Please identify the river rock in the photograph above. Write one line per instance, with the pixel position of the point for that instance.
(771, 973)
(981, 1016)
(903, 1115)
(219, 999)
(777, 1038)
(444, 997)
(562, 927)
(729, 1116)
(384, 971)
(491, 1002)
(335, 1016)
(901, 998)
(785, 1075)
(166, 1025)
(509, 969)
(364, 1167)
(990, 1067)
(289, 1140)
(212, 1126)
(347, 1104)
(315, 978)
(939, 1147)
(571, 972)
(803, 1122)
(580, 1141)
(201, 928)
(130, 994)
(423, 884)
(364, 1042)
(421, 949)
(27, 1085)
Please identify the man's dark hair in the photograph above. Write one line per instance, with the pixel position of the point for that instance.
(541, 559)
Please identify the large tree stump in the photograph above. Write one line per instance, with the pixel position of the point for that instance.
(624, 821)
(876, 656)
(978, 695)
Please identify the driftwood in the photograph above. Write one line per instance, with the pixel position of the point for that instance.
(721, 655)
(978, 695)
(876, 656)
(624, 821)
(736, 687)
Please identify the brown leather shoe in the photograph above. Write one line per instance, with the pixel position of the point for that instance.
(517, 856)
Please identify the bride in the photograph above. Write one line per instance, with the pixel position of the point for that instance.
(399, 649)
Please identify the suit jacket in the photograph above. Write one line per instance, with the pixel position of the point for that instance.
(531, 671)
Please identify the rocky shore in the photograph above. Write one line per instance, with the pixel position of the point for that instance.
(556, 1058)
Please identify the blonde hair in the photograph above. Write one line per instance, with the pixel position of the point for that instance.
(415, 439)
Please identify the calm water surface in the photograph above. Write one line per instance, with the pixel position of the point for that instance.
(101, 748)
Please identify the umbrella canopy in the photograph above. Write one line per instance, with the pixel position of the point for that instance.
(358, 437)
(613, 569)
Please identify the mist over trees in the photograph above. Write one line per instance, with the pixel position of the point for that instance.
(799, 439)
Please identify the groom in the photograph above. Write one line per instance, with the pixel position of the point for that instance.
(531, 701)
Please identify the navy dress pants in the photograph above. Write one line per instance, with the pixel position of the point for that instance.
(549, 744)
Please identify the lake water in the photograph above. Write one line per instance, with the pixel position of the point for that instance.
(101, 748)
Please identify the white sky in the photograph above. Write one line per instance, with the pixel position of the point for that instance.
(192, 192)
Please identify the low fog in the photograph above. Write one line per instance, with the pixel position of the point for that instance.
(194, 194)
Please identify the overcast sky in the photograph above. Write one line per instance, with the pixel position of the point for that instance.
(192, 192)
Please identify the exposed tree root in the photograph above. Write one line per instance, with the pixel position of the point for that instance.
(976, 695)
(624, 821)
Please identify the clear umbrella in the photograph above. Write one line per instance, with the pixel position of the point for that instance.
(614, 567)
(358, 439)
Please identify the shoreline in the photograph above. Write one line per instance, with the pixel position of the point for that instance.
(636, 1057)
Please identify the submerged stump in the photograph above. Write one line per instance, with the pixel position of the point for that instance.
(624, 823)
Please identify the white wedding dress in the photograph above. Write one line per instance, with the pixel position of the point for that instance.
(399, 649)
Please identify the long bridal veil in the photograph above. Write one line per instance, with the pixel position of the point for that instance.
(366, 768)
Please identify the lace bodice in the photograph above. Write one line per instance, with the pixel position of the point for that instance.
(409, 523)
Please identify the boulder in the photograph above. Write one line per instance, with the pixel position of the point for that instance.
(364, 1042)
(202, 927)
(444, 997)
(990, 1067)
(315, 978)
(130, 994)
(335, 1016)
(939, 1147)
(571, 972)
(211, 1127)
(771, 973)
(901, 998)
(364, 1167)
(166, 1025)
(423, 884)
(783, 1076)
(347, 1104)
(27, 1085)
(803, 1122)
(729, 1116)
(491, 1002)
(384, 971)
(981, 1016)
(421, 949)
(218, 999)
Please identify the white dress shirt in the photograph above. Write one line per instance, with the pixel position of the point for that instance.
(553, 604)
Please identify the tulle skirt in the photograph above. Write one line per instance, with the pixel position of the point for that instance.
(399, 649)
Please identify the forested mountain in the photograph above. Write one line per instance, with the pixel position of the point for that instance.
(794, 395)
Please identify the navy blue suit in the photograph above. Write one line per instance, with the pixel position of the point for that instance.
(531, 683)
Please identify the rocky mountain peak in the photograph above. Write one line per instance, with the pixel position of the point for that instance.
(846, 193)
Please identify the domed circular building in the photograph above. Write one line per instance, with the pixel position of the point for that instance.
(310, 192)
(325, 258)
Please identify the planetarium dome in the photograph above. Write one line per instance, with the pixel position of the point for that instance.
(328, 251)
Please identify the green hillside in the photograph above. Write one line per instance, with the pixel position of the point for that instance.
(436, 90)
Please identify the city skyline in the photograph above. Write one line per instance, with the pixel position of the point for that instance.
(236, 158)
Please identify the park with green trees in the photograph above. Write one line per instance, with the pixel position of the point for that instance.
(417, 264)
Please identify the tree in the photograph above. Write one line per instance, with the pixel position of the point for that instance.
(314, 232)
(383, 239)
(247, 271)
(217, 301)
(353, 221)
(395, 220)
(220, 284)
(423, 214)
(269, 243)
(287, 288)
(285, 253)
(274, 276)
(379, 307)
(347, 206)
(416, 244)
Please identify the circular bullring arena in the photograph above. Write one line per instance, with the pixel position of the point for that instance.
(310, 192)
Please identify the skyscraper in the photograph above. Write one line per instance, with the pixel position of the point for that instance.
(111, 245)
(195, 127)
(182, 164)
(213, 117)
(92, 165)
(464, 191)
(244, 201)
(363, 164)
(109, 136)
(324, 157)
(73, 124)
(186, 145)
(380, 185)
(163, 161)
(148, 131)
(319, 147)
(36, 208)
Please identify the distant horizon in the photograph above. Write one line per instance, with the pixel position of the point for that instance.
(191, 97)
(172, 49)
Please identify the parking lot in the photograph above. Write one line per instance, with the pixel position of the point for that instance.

------

_Try it_
All of the records go in your answer, copied exactly.

_The completed task_
Please identify the river rock in the photograph above. Write one line per instance, with the pixel position of the point for that instance.
(771, 973)
(981, 1016)
(903, 1115)
(219, 999)
(777, 1038)
(444, 997)
(562, 927)
(729, 1116)
(384, 971)
(491, 1002)
(335, 1016)
(901, 998)
(785, 1075)
(166, 1025)
(509, 969)
(364, 1167)
(990, 1067)
(289, 1140)
(212, 1126)
(347, 1104)
(315, 978)
(939, 1147)
(571, 972)
(803, 1122)
(580, 1141)
(201, 928)
(130, 994)
(423, 884)
(364, 1042)
(421, 949)
(27, 1085)
Please identify the man's dark hair in the photograph above. Write one line per instance, with the pixel position of the point for that instance.
(541, 559)
Please identify the large tree stump in the photograph above. Write one line per instance, with the pixel position of the point for that instance.
(624, 821)
(876, 656)
(978, 695)
Please identify the driftwood in the photograph above. Write one line per instance, with the pixel position of the point for that instance.
(721, 655)
(978, 695)
(876, 656)
(624, 821)
(736, 687)
Please identify the brown leather shoe in the photograph above. Write one line per instance, with the pixel position of the point for that instance.
(517, 856)
Please identify the bride in the photograph above. Write one line per instance, with the pixel position of the point for that instance.
(399, 649)
Please identify the suit jacket in the photograph above. Write one line per instance, with the pixel position of the point for that instance.
(531, 671)
Please identify the rocky shore in the photograph above. Write one line per instance, with the pixel position of the point for that instance.
(556, 1058)
Please identify the blonde hair in the photograph above. Write one line per instance, with the pixel position of the point for that instance.
(415, 439)
Please identify the calm water surface in the photograph above. Write one line per instance, with the pixel position of the point for that instance.
(101, 748)
Please identify the umbrella canopy in the photograph above. Write one line per instance, with the pixel position of the point for that instance.
(358, 437)
(613, 569)
Please identify the mist over trees in the photograph above. Write one line per instance, with the pixel position of the point for that instance.
(799, 439)
Please identify the groom in the photograph above. Write one line per instance, with the pixel position of the point for that instance.
(531, 701)
Please identify the navy dress pants in the photograph above. Write one line per instance, with the pixel position of the point for that instance.
(549, 744)
Please identify the lake water in the photograph above. Write one line per instance, with the pixel position of the point for that instance.
(101, 748)
Please identify the white sky in the photograph above. Write one line per instance, with the pixel position of the point for that instance.
(192, 192)
Please identify the low fog in the photograph above. Write one line per instance, with the pixel position of the point for that instance.
(194, 194)
Please identify the overcast sky in the photograph above. Write one line per instance, with the pixel position of the point for that instance.
(192, 192)
Please identify the exposed tree root in the photograph above. Write one line per instance, with the pixel position of the point for that instance.
(976, 695)
(624, 821)
Please identify the clear umbrella in the photograph above. Write one line per instance, with the pixel position of the point for that instance.
(614, 567)
(358, 439)
Please identify the shoreline in the photograph above. Write one line per instance, with the pixel position of the point for that instance.
(636, 1057)
Please identify the submerged stump in the photograph above. Write one line per instance, with the pixel position of the point for that instance.
(624, 823)
Please identify the white wedding dress in the photograph above. Write one line per instance, with the pixel position of the point for that instance.
(399, 649)
Please identify the long bridal veil in the photograph above. Write one line per instance, with the pixel position of the point for that instance.
(366, 768)
Please identify the lace bodice in the photograph above. Write one line per instance, with the pixel position of the point for that instance.
(409, 523)
Please identify the boulder in the photograph above. Write one line per instance, with the pixel position of the point for that instance.
(364, 1042)
(202, 927)
(444, 997)
(990, 1067)
(315, 978)
(130, 994)
(335, 1016)
(939, 1147)
(571, 972)
(211, 1127)
(771, 973)
(901, 998)
(364, 1167)
(166, 1025)
(423, 884)
(783, 1076)
(347, 1104)
(27, 1085)
(803, 1122)
(729, 1116)
(491, 1002)
(384, 971)
(981, 1016)
(421, 949)
(218, 999)
Please identify the white dress shirt in the photograph above. Write one line per instance, with the pixel position of the point for that instance.
(553, 604)
Please identify the tulle skirt in the photograph above. Write one line per instance, with the pixel position of the point for that instance.
(399, 649)
Please identify the forested mountain in the photograph above. Write one line per instance, with the pixel position of the point for that instance.
(794, 395)
Please identify the navy blue suit in the photograph above. Write one line per instance, with the pixel position of the point for that instance.
(531, 683)
Please identify the rocky mountain peak in the photograph above. Write one line per instance, with the pixel position of the point for that instance.
(846, 193)
Please identify the domed circular building in the photograph above. Write one line per instance, with the pixel position of the point for that instance.
(310, 192)
(325, 258)
Please identify the planetarium dome in the photograph above. Write one line per instance, with the pixel position of the point for that instance.
(328, 251)
Please identify the green hillside in the photograph above. Write one line per instance, with the pixel position of the point for that instance.
(436, 90)
Please identify the city skyline in the photograph above. Write one line per instance, with the pixel position of the point for that instance.
(236, 158)
Please identify the park with green trees in the photograph above. Write one line per instance, with the pixel position of the point for that instance.
(417, 264)
Please identify the tree in the photograph above. Write one line per instance, with the pixel position of the point for that instance.
(314, 232)
(383, 239)
(247, 271)
(217, 301)
(353, 221)
(395, 220)
(220, 284)
(423, 214)
(269, 243)
(287, 288)
(285, 253)
(274, 276)
(379, 307)
(347, 206)
(416, 244)
Please identify the circular bullring arena in the photograph above. Write one line per instance, with the pixel position of the point for that instance.
(310, 192)
Please identify the skyscraper in the photograph above. Write one line per instance, with the pixel position of the point for that instance.
(111, 245)
(195, 127)
(182, 164)
(213, 117)
(92, 165)
(464, 191)
(244, 201)
(363, 164)
(109, 136)
(324, 157)
(73, 124)
(186, 145)
(380, 185)
(163, 161)
(148, 131)
(319, 147)
(36, 208)
Please identify the distant horizon in the photograph above. Write one line per instance, with the pixel position of the point for that instance.
(191, 97)
(172, 49)
Please identify the parking lot in the photograph above. Write one line per instance, with the pixel position of the point for that instance.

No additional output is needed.